ITEMS:
▶

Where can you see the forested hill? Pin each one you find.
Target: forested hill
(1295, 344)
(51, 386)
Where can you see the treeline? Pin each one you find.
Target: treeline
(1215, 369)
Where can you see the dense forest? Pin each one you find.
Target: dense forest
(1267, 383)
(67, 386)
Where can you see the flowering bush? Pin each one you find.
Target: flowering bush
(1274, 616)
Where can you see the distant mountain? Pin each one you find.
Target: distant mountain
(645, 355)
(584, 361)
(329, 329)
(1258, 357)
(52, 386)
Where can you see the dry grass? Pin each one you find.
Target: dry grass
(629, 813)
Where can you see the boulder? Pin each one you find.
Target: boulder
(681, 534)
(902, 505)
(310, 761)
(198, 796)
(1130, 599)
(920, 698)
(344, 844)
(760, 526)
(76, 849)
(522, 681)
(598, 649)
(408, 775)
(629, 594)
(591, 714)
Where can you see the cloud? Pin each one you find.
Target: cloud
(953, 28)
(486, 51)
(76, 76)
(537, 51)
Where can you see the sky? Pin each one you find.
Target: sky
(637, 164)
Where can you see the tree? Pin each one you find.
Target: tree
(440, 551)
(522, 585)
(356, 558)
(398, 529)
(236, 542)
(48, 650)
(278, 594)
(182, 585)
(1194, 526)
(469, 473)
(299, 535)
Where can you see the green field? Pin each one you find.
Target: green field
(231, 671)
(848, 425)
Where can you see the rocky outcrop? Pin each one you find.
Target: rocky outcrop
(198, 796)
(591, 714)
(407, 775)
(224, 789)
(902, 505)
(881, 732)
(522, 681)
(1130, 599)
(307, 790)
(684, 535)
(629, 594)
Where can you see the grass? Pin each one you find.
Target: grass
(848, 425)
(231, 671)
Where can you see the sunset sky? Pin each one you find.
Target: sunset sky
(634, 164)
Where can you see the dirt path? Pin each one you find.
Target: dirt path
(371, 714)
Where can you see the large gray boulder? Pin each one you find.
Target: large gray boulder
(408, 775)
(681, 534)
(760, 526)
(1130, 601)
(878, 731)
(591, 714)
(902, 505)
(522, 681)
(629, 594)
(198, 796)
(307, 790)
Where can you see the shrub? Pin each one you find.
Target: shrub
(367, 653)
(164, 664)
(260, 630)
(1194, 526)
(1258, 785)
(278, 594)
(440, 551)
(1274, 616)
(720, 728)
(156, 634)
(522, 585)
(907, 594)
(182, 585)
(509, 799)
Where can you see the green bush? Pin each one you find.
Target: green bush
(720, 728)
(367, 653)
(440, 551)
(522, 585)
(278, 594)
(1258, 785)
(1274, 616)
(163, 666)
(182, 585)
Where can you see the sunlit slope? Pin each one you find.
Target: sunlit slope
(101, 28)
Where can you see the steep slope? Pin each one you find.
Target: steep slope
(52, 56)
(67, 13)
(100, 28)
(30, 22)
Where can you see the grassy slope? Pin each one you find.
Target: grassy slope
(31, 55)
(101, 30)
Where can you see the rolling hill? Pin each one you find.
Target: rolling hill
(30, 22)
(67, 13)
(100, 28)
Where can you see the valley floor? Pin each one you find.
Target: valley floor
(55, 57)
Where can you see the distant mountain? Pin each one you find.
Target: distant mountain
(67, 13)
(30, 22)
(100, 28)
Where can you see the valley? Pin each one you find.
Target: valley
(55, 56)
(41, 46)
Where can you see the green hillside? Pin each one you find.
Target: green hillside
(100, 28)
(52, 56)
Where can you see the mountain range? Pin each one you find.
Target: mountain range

◀

TASK INSTRUCTIONS:
Switch "mountain range" to "ridgeline" in everything from the line containing "Where can you see the mountain" down to the end of the records, and write out those lines again with nothing else changed.

ANSWER TO THIS PROBLEM:
Where can you see the ridgeline? Pin each one you find.
Target: ridgeline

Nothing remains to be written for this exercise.